# Aim of the task
Below are some records; repeat them all exactly, minus the pictures.

# Input for this task

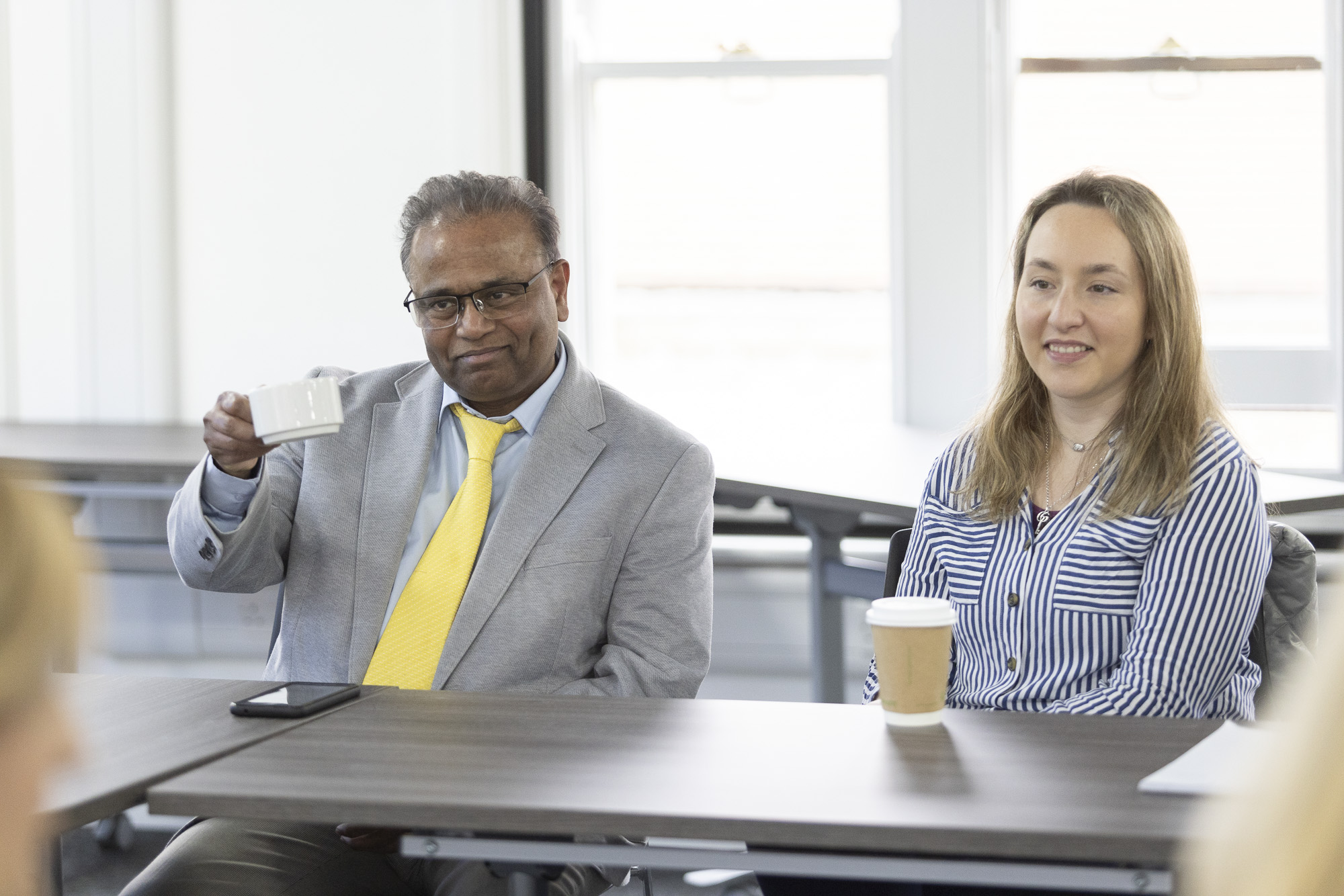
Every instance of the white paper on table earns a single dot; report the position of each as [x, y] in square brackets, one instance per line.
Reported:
[1213, 766]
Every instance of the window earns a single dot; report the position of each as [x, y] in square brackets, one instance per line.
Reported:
[734, 186]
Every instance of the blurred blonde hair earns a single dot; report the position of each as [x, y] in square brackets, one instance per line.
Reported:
[1170, 398]
[1286, 836]
[40, 593]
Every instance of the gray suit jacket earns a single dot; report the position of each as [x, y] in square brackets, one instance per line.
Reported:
[595, 580]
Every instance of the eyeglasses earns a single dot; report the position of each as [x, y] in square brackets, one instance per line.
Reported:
[493, 303]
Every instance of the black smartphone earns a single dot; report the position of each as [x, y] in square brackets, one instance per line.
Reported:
[294, 701]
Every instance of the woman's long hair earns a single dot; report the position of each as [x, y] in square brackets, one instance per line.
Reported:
[1170, 397]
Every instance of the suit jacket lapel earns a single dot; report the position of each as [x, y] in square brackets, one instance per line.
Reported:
[558, 459]
[400, 447]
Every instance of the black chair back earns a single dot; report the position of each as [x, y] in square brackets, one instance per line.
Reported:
[896, 557]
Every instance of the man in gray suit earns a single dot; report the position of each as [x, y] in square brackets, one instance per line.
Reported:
[593, 574]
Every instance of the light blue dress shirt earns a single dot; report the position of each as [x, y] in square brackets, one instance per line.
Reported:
[225, 498]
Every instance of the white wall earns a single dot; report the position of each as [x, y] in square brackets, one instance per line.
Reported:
[950, 234]
[205, 195]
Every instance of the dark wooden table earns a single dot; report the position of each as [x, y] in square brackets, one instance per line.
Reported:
[998, 793]
[136, 731]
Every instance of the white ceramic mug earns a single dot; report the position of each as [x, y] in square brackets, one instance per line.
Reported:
[302, 410]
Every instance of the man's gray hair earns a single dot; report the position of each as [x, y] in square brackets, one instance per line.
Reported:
[468, 194]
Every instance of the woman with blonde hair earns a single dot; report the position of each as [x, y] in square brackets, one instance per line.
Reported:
[40, 588]
[1100, 531]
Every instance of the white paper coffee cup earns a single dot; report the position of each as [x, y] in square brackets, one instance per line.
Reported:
[300, 410]
[912, 641]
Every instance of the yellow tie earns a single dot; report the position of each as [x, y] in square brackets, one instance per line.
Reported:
[409, 651]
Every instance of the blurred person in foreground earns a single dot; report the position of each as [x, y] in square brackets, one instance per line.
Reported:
[1284, 835]
[40, 602]
[1099, 531]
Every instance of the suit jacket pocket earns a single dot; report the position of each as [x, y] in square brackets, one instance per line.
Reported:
[1104, 566]
[552, 554]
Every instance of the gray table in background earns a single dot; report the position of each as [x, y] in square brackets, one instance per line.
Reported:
[827, 484]
[880, 469]
[819, 789]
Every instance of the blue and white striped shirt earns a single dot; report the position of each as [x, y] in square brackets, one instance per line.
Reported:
[1135, 616]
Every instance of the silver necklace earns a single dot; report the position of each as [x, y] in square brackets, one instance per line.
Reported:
[1044, 518]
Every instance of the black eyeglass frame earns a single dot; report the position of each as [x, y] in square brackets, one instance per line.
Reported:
[475, 299]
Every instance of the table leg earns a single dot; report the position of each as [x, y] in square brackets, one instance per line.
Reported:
[56, 881]
[522, 883]
[826, 529]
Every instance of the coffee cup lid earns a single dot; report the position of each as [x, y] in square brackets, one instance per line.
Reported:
[912, 613]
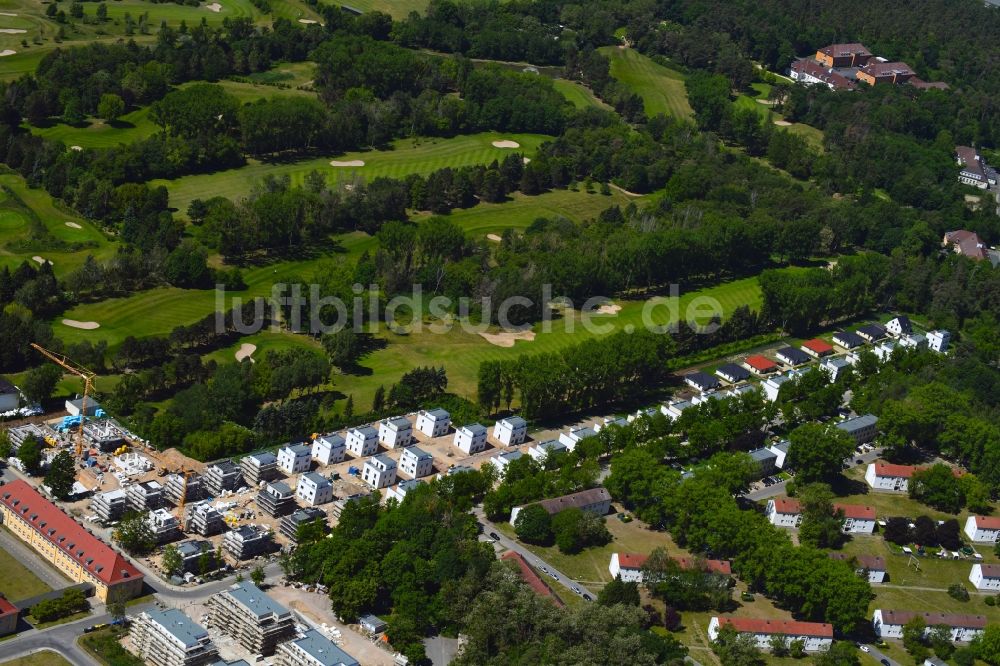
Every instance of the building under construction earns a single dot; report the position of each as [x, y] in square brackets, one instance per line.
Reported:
[144, 496]
[259, 467]
[204, 519]
[222, 476]
[276, 499]
[256, 621]
[110, 506]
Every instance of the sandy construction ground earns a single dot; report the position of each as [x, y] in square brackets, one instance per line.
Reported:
[508, 338]
[85, 325]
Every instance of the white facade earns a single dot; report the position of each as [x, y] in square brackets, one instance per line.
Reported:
[982, 529]
[938, 341]
[471, 438]
[511, 430]
[314, 489]
[434, 422]
[416, 462]
[294, 459]
[395, 433]
[362, 441]
[379, 472]
[985, 577]
[763, 630]
[329, 449]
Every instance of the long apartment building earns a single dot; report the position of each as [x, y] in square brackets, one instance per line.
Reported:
[171, 638]
[313, 649]
[256, 621]
[80, 555]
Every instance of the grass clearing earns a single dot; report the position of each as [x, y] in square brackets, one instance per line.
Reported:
[407, 156]
[18, 581]
[41, 658]
[661, 88]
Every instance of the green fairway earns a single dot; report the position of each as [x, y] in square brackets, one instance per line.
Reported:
[661, 88]
[16, 241]
[18, 582]
[580, 95]
[408, 156]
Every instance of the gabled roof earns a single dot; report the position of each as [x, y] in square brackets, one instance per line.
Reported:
[68, 536]
[784, 627]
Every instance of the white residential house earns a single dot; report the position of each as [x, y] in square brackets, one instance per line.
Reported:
[899, 326]
[416, 462]
[938, 341]
[983, 529]
[541, 451]
[889, 624]
[329, 449]
[398, 491]
[815, 636]
[570, 439]
[379, 471]
[314, 489]
[433, 422]
[295, 459]
[471, 438]
[362, 441]
[395, 433]
[784, 512]
[501, 460]
[510, 431]
[985, 576]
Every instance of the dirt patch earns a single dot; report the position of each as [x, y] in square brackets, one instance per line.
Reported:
[85, 325]
[245, 350]
[508, 338]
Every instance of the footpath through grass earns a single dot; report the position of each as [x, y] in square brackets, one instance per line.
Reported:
[661, 88]
[407, 156]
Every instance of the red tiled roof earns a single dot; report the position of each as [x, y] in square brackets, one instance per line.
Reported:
[856, 511]
[818, 346]
[947, 619]
[787, 505]
[987, 522]
[786, 627]
[761, 363]
[95, 556]
[533, 580]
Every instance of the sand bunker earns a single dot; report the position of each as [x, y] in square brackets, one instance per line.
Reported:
[508, 338]
[85, 325]
[245, 350]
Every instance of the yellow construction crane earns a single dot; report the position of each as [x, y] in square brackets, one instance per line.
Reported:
[88, 383]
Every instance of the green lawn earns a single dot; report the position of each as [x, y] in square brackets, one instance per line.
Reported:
[580, 95]
[16, 243]
[661, 88]
[43, 658]
[407, 156]
[18, 582]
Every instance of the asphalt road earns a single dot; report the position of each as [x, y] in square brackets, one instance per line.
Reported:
[531, 558]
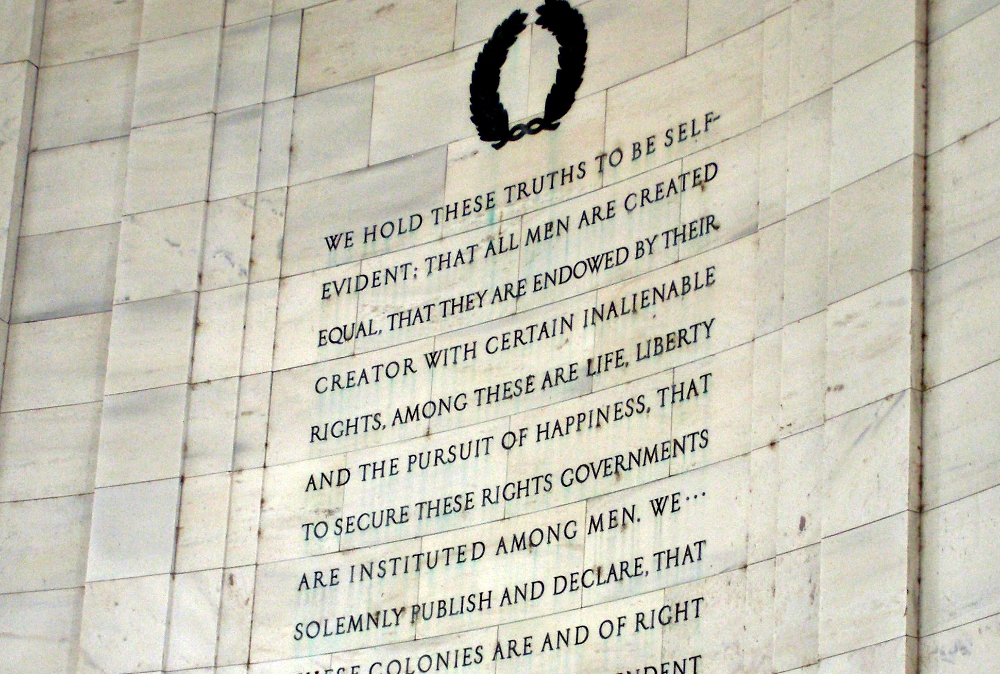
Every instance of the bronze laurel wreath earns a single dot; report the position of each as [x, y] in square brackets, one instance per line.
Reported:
[488, 114]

# Output of the exercise
Every instance of the white paper on table earns a single dot; report the position of each as [x, y] in square brackets, one instance per line.
Reported:
[1213, 766]
Every instance of the window earns a single dot; report the position of each as [x, y] in square brackets, one instance per line.
Reported:
[734, 186]
Every instance of the blurred blonde hair earns a single dot; report the position of each as [x, y] in square brackets, one instance per line.
Reported:
[1170, 398]
[1286, 836]
[40, 593]
Every instance of the gray suit jacket earns a single dot; report the position of each as [x, y] in square brackets, one instance per line.
Reported:
[595, 580]
Every instance of the eyeglasses earns a single dot; report the position of each as [x, y] in square brackets, one instance per line.
Reported:
[493, 303]
Every instance of the black smartphone earns a single dot; report the position of each as [x, y] in square brackets, one instance per line.
Reported:
[294, 701]
Every instance of the woman's long hair earns a single dot; report the position of each as [x, y] in square brackets, one instance per line.
Reported:
[1170, 397]
Every instance of the suit jacket lapel earns a single dot; report the position of each as [x, y] in square brackets, one instance per line.
Reported:
[558, 459]
[400, 447]
Every instance of the black chair back earns a single dot; report the position of each as [x, y] in square brackets, one instance per line.
Reported:
[896, 557]
Every instance of the man in gray suit earns a single dot; report the position of each as [x, y] in square brackets, one instance per line.
Reported:
[593, 574]
Every instance of the light blue dress shirt earns a single dot; report the position of each as [x, y] in square brackets, one instance per line.
Reported:
[225, 498]
Every instance of the white wall earns a single dot; report the position of each as [x, y] in square brackets, one instance per line.
Reported:
[950, 234]
[205, 195]
Every instance of the dark wooden table earns a single dot; report the position of each as [x, y] in square brackets, one instance per line.
Reported:
[998, 793]
[136, 731]
Every instance of the white ceramic mug earns a single dot; report the position of each as [x, y] in square brackets, one instance per line.
Reported:
[302, 410]
Every instance of the man's gray hair earns a single dot; report the position of each as [x, y] in square brackets, one instance per line.
Reported:
[468, 194]
Every instance of the woman with blonde hair earns a single dot; report the position of each as [x, y] in square brackets, one instance per line.
Reported:
[40, 588]
[1100, 531]
Every instance of the white paper coffee cup earns a single dot; report the position of each as [x, y] in square brackets, one instance per line.
Reported:
[300, 410]
[912, 641]
Every instance of the yellow tie earns a single dot; report the position of each as [x, y] in square brackets, one instance per line.
Reported:
[409, 651]
Every instance of the blurred person in foreground earns a single dot; report the position of each as [x, y] in square brackets, one instance per line.
Reported:
[1284, 835]
[40, 602]
[1099, 531]
Every instance of the suit jacket pocket earns a single dot; report the position of each as [x, y] in square brackets, one instance per line.
Reported:
[1104, 566]
[552, 554]
Every instance of the gray table in background earns a single dot; report the position of each as [x, y] in square brackets, one instance per line.
Reported:
[827, 484]
[880, 469]
[819, 789]
Every instance of the blue and white striped shirt earns a single dot; report the position of each as [x, y] in square brackets, one instance per line.
Reported:
[1135, 616]
Every instance of the silver necklace earns a single dot; report the position of each as [x, y] in square brackets, one instance per line.
Reported:
[1044, 518]
Every instance of the black eyeglass frame earns a single dot; report the position of each as [x, y] in square brackets, one instance per line.
Reported:
[475, 299]
Every instance of the table leg earns a single dot; report the position of each as [x, y] in square brackets, one instance per line.
Reported:
[56, 881]
[522, 883]
[826, 529]
Every instance of the coffee cup lid earns a single dot; report the position of each as [x, y] in square brackets, one instance per line.
Reported:
[912, 613]
Every instance of the building under construction earns a single dot; report the position of each as [x, y] in square brackets, one instance per line.
Reported:
[144, 496]
[259, 467]
[204, 519]
[222, 476]
[276, 499]
[256, 621]
[110, 506]
Every instance of the sandy construction ground earns a single dot; report the position of each as [x, y] in square brackets, one instance per line.
Reported:
[508, 338]
[85, 325]
Every instance of the white facade earns a single dot; report the position of each as [x, y] in square brackets, one instance per line.
Reported:
[982, 529]
[938, 341]
[471, 438]
[511, 430]
[314, 489]
[434, 422]
[416, 462]
[294, 459]
[395, 433]
[362, 441]
[379, 472]
[985, 577]
[763, 630]
[329, 449]
Every instance of the long apartment building earns a single dot; report the position of each as [x, y] in square brackets, one instance per line.
Reported:
[171, 638]
[313, 649]
[256, 621]
[80, 555]
Every instance of the grass clearing earns a single dot; report the position of each as [x, y] in square brackets, one instance per line.
Reported:
[407, 156]
[18, 581]
[41, 658]
[661, 88]
Every instance of the green fairway earns a single dot; report the position of each as [x, y] in square brackets, one instance per line.
Reported:
[661, 88]
[16, 241]
[18, 582]
[580, 95]
[408, 156]
Every instance of the gabled roof earns a single dot; report the position of each as [x, y] in square brackets, one instance per line.
Reported:
[68, 536]
[784, 627]
Every instance of the white residential house earns a single dot; report the position of each as [x, y] in square brackets, one instance per line.
Reported:
[899, 326]
[416, 462]
[938, 341]
[983, 529]
[541, 451]
[889, 624]
[329, 449]
[398, 491]
[815, 636]
[570, 439]
[379, 471]
[314, 489]
[433, 422]
[295, 459]
[471, 438]
[362, 441]
[395, 433]
[784, 512]
[501, 460]
[510, 431]
[985, 576]
Every instance of the dirt patch earns a single dot; report the position of each as [x, y] in square brackets, one instance per line.
Reported:
[85, 325]
[245, 350]
[508, 338]
Every instance of the footpath through grass earns a single dot; report the position of each as [x, y] in square brackets, one instance per line.
Reported:
[661, 88]
[407, 156]
Every instance of the red tiled roof earns a single dot; report the position of each as [x, y] in square brackets, one instance per line.
Reported:
[856, 511]
[818, 346]
[947, 619]
[787, 505]
[987, 522]
[786, 627]
[761, 363]
[95, 556]
[533, 580]
Every instance of the sand bunker earns a single dot; report the position of each as [x, y] in square brackets, one instance per line.
Reported:
[508, 338]
[85, 325]
[245, 350]
Every instance of the yellow construction crane earns a single dot; report the position of each as [x, y] in square brackets, one instance per line.
Reported:
[88, 383]
Every instance of the green lawn earns a single dot; report the position of each as [x, y] in square brackets, one instance per line.
Reported:
[580, 95]
[16, 243]
[661, 88]
[43, 658]
[407, 156]
[18, 582]
Every instance of the asphalt road earns a single dot; report the position of each as [x, y] in square brackets, one instance per line.
Reported:
[531, 558]
Every instance of the bronze laurel wreath earns a single dot; report the position of each as [x, y] in square brackets, one instance per line.
Reported:
[488, 114]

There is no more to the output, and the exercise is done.